WHAT THE TASK ASKS:
Answer these from the Women's Last Supper Project description below.
(a) How many women were recruited in April of 2013, and from where?
(b) Who was invited to explain how Icons are "written"?
(c) Over how many weeks were participants asked to consider each disciple's response?

PASSAGE TO READ:
Fine Art Photography

Women’s Last Supper Project

Seeking the Feminine within the Divine

The Women’s Last Supper Project was developed seeking to understand and connect with God’s and, by extension, Jesus’ feminine nature.  In April of 2013 I recruited 13 women from St. Mark’s parish in Berkeley and Newman Hall to join me in re-creating Leonardo’s Last Supper.  Our intention was to help our participants put themselves into the narrative, experiencing and reflecting the emotional confusion and spiritual distress felt by Jesus and his disciples.  In short, this project’s intent was to make this narrative emotionally and spiritually available within a feminine context.  We followed the original narrative: Jesus, surrounded by his loving disciples, has announced that one at the table will betray him.  A wave of shock and surprise ripples around the table.  Reading the emotional outburst we see fear, shock, grief, anger, and sadness, but mostly confusion on their faces.

Designed as a Lenten spiritual exercise, I asked our volunteers to review texts on the pertinent Gospel passages, readings on Leonardo’s painting, and invited the Rev. Corrie Lassen to explain how Icons are “written”.  Over the course of the next three weeks I asked all to prayerfully consider how each disciple was responding to hearing the words that one of them would betray their beloved teacher.

ENTRIES SHOWN:
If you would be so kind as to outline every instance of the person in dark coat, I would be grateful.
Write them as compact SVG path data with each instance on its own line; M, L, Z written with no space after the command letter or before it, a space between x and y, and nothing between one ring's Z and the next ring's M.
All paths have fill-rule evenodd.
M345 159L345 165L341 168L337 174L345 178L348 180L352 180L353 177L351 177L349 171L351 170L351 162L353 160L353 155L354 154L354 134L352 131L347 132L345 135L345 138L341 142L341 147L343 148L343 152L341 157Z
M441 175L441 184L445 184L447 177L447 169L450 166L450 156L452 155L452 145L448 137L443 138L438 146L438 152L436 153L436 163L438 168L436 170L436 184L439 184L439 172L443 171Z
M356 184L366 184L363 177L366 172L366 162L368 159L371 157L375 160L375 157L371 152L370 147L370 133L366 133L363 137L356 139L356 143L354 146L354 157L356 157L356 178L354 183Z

SOLUTION FOR THIS EXERCISE:
(a) 13 women, from St. Mark's parish in Berkeley and Newman Hall.
(b) The Rev. Corrie Lassen.
(c) Three weeks.